▶ **What is being asked**:
Please write the following entries out once more, exactly.

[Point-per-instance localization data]
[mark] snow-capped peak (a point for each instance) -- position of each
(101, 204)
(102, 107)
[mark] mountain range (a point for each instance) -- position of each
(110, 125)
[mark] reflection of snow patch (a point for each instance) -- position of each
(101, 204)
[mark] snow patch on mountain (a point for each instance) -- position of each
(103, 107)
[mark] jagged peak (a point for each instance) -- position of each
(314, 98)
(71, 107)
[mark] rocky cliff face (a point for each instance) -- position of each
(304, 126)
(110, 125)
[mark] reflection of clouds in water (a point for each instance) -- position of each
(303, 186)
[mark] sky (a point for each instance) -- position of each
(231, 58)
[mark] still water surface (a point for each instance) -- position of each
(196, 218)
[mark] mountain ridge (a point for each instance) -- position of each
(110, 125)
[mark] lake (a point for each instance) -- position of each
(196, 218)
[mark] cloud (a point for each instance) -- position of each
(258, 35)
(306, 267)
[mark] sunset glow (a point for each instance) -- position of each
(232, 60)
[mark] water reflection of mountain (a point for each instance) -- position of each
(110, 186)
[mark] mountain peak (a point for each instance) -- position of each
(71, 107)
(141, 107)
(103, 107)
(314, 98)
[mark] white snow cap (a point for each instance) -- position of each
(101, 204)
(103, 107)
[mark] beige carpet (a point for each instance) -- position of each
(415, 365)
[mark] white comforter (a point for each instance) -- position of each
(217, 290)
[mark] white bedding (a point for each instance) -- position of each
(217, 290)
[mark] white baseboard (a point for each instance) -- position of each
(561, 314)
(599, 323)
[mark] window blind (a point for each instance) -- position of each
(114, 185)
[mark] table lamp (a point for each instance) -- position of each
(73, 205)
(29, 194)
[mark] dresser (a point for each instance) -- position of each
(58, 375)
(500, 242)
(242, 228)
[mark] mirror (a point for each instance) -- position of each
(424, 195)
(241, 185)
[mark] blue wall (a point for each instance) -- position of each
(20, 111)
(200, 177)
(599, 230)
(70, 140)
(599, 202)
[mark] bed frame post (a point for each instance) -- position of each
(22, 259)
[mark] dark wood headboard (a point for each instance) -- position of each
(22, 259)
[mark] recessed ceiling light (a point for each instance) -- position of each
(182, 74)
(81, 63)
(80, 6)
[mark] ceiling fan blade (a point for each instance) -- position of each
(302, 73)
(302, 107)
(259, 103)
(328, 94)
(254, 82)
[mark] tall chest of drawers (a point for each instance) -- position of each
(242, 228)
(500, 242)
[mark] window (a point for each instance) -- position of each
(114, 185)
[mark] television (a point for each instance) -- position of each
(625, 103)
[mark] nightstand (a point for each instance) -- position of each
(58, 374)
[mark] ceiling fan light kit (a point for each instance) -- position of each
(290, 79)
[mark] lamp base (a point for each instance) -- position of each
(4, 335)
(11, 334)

▶ **Problem solution**:
[mark] snow-capped peak (a point for each instance) -- position of each
(101, 204)
(102, 107)
[mark] mountain range (a point for each instance) -- position of each
(110, 125)
[mark] reflection of snow patch (a point for each instance) -- position of each
(101, 204)
[mark] snow patch on mountain (a point for each instance) -- position of each
(103, 107)
[mark] jagged peak (a point for each instance) -- position of each
(314, 98)
(71, 107)
[mark] rocky cliff face (a point for each instance) -- position of each
(304, 126)
(110, 125)
[mark] reflection of clouds in water (a point for each instance) -- position of each
(303, 186)
[mark] sky (a point for each instance) -- position of each
(231, 58)
[mark] still water surface (a point for each instance) -- position of each
(196, 218)
[mark] mountain ridge (a point for each instance) -- position of each
(110, 125)
[mark] lake (a point for each instance) -- position of each
(196, 218)
[mark] cloud (a point for each instance) -- position of each
(258, 35)
(306, 267)
[mark] sunset glow (a point for each instance) -- position of each
(232, 60)
[mark] water reflection of mountain (a point for each instance) -- position of each
(110, 186)
[mark] mountain peak (a point for each instance) -- position of each
(71, 107)
(141, 107)
(103, 107)
(314, 98)
[mark] white snow cap (a point for each instance) -- position of each
(101, 204)
(103, 107)
[mark] beige carpet (a point for each instance) -- position of each
(415, 365)
[mark] white comforter (a point for each instance) -- position of each
(217, 290)
[mark] white bedding (a point for each instance) -- position of each
(217, 290)
[mark] white baseboard (a point for each instance) -- position of each
(561, 314)
(599, 323)
[mark] window blind (a point for each instance) -- position of each
(114, 185)
[mark] table lamp (a point for each instance) -- position of each
(73, 205)
(29, 194)
[mark] dresser (a point for each instance) -- position of each
(58, 375)
(500, 242)
(242, 228)
[mark] mirror (a point for each instance) -- position of each
(424, 195)
(241, 185)
[mark] blue wall (a point for each instance) -- position of each
(20, 111)
(200, 177)
(599, 230)
(70, 140)
(599, 202)
[mark] bed frame post (a point for each instance) -- position of each
(22, 259)
[mark] dark wood headboard (a point for each instance) -- position of each
(22, 259)
[mark] recessed ceiling light (a point for each instance) -- position of each
(182, 74)
(81, 63)
(80, 6)
[mark] ceiling fan blade (a point for each instance) -- position of each
(302, 73)
(302, 107)
(259, 103)
(328, 94)
(254, 82)
[mark] tall chest of drawers (a point for each instance) -- position of each
(242, 228)
(500, 242)
[mark] window (a point for each instance) -- position of each
(114, 185)
[mark] television (a point for each instance) -- position of each
(625, 103)
[mark] nightstand (a point for each instance) -- position of each
(58, 374)
[mark] ceiling fan light kit (a point for each instance) -- position of each
(290, 79)
[mark] lamp base (a point for each instance) -- position of each
(4, 335)
(11, 334)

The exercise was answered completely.